Task to complete: Every line of the material is to be repeated exactly as it stands.

━━ Data for processing

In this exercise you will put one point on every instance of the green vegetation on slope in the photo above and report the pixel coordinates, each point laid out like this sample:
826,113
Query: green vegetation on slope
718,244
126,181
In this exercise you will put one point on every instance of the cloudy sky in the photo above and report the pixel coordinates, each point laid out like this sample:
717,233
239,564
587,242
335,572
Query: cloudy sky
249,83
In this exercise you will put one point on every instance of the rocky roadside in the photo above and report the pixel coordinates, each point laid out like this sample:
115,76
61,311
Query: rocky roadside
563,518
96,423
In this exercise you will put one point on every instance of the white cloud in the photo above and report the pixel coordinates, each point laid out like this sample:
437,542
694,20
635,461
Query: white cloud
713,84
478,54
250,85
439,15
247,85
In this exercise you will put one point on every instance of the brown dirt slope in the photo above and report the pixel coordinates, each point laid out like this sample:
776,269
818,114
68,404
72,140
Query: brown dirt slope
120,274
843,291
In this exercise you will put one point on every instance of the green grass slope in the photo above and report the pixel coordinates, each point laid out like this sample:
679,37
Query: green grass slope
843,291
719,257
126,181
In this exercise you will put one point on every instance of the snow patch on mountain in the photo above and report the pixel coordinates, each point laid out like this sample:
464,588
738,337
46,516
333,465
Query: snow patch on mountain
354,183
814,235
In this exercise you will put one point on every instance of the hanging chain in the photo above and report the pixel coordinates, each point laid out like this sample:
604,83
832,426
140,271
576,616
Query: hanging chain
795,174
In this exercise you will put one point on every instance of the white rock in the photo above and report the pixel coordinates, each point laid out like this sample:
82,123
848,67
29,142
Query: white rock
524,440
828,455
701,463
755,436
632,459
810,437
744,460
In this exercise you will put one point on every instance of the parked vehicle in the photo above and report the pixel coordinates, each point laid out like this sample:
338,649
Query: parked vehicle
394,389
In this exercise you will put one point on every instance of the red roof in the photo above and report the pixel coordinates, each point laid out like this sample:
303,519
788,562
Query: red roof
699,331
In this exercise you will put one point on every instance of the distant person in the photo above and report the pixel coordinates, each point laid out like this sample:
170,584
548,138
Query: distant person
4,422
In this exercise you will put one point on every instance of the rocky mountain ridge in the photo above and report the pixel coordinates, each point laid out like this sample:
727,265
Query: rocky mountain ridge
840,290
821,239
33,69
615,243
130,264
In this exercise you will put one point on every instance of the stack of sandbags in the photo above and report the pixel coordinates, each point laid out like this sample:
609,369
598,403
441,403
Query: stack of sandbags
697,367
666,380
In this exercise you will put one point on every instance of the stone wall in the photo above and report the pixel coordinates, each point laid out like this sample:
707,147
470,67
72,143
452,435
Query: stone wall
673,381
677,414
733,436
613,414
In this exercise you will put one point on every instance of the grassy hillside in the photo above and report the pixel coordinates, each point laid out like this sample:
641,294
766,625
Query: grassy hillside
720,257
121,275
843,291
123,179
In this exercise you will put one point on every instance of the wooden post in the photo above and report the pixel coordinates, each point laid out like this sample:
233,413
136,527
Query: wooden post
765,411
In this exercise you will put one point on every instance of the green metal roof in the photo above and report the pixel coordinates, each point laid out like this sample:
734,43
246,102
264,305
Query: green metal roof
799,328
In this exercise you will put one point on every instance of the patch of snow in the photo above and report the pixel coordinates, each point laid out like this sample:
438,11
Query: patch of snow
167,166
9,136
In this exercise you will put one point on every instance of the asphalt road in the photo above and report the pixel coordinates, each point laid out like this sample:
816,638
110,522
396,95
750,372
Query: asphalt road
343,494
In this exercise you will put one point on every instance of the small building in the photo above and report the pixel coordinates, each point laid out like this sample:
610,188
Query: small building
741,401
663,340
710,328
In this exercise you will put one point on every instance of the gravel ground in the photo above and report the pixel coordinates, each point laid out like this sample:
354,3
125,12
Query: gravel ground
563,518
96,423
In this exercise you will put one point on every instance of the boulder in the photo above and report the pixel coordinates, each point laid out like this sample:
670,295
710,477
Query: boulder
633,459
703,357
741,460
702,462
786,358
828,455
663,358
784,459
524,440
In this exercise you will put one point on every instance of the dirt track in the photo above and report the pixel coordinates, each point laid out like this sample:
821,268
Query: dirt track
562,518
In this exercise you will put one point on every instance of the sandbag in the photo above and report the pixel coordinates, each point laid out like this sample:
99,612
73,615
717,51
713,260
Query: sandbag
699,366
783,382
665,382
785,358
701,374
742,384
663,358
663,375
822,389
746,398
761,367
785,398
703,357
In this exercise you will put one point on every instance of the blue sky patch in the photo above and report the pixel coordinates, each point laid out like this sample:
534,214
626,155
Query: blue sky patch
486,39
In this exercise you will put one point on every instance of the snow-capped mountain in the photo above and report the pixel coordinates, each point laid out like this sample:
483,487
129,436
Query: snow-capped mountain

━━━━

Final answer:
In this exercise you will put one point on every instance of the green vegetation on slope in the photo above and report the pixel coordinates, each point laid out like this sample:
826,113
Query: green vegetation on slope
718,244
126,181
In this exercise you will put one point on every instance of the cloudy sky in the photo above and report the pixel coordinates, each point laid out like this sample:
717,233
239,564
587,242
335,572
Query: cloudy sky
249,83
In this exercise you will put one point on every instance of the rocky roadside in the photo above and report the pixel coordinates, each point laid out like this sample:
115,76
61,311
Query: rocky roadside
563,518
96,423
In this exercise you will put one point on every instance of the white cloud in the photo above and report the pixel coordinates, each point laid out like this sample:
437,542
694,20
635,461
Query: white cloud
713,84
478,54
250,85
439,15
247,85
In this exercise you will put one point on every instance of the brown dirt slope in the photo above and report the pixel coordinates, each point laid out like this sample:
776,269
818,114
68,404
72,140
Query: brown dirt slope
120,274
843,291
In this exercise you will put one point on every instance of the green grass slope in the photo above and report the pixel coordinates, each point laid out like this sample:
679,37
Query: green grass slope
843,291
719,257
126,181
In this exercise you will put one point on every instance of the snow patch on mountain in the photo above and report the pixel coordinates, each point laid out like this sample:
464,588
738,337
46,516
333,465
Query: snow patch on mountain
354,183
814,235
In this exercise you will put one point on every instance of the hanging chain in the photo above and report the pixel coordinates, each point laid out like this sample:
604,83
832,426
140,271
576,616
Query: hanging chain
795,174
In this exercise you will put one point on every instance of the white rock in the photo above and report the pixel coordinates, each point laid out like this sample:
82,123
848,67
29,142
Query: white rock
524,440
828,455
701,463
755,436
632,459
810,437
744,460
In this exercise you will put one point on every instance of the parked vehicle in the photo above and report the pixel coordinates, each point laid out like this sample:
338,649
Query: parked vehicle
394,389
In this exercise you will put one point on every instance of the red roof in the photo above and report the pixel coordinates, each point laid out like this sample:
303,519
788,562
Query: red roof
699,331
In this exercise you will put one point on every instance of the distant person in the photo above and report the pixel coordinates, each point laid out like this sample:
170,584
548,138
Query: distant person
4,422
In this exercise you will put one point on every instance of the rocky mountain ridge in the photo above and report the pixel coordinates, each point laid out like this sample:
727,265
Query: rocky mountain ridge
840,290
821,239
33,69
615,243
130,264
In this exercise you will put one point on every instance of the stack of sandbags in the photo above and report the pixel coordinates, each point laid out like this sample:
609,369
598,403
441,403
Query: stack of sandbags
697,367
666,380
In this exercise you will put one point on every instance of the stone wall in the photo above and report the pixel coordinates, each point laid out like this sample:
707,147
470,67
72,143
452,435
Query: stone wall
673,381
677,414
733,436
613,414
In this exercise you will put one point on every instance of the grassy hillside in the photo above and report the pixel coordinates, each point laid out like this sample:
641,294
766,625
Query: grassy hillside
720,257
121,275
843,291
123,179
In this exercise you will put one point on every instance of the wooden post in the photo above and report the pixel coordinates, each point laid out like this sample:
233,413
136,527
Query: wooden post
765,411
In this exercise you will put one point on every instance of the green metal roof in the photo above and report the pixel coordinates, each point laid out like this sample:
734,43
246,102
264,305
Query: green metal roof
799,328
In this exercise you will put one point on every instance of the patch of snow in the photo above and report the pixel coordinates, each point laid out like this sample:
438,11
Query: patch of snow
167,166
9,136
In this exercise you will put one point on every instance of the asphalt road in the photo above and report the pixel coordinates, each point laid out like this sample:
816,638
110,522
396,95
750,372
Query: asphalt road
343,494
In this exercise you will put one point on every instance of the small building in the photo above and report the pixel coordinates, each point laid out like this sample:
610,188
Query: small building
741,401
663,340
710,328
In this exercise you will put one point on every instance of the gravel ground in the photo above and report the pixel coordinates, each point laid out like this sample:
354,3
125,12
Query: gravel ground
563,518
96,423
In this exercise you will put one point on every instance of the boulder in the photo above and report the pixel coordinates, each point laid out like this sample:
670,295
710,477
Query: boulder
633,459
703,357
741,460
702,462
786,358
828,455
663,358
784,459
524,440
In this exercise you will put one point on every instance of the dirt track in the photo above and report the pixel coordinates, each point laid out like this sample:
821,268
Query: dirt track
562,518
In this exercise you will put one point on every instance of the sandbag in the photo above and report the pixel coordinates, each point laid out like this sample:
99,612
73,615
717,51
713,260
Query: sandbag
699,366
783,382
665,382
785,358
701,374
742,384
663,358
663,375
822,389
746,398
761,367
785,398
703,357
In this exercise you will put one point on every instance of the blue sky patch in the photo above and report the pixel coordinates, each point laid out like this sample:
534,214
626,155
Query: blue sky patch
486,39
In this exercise you will put one point on every instance of the snow-capped mountain in the photo above and report the pixel coordinates, each point laid out like this sample:
483,487
129,436
Query: snow-capped mountain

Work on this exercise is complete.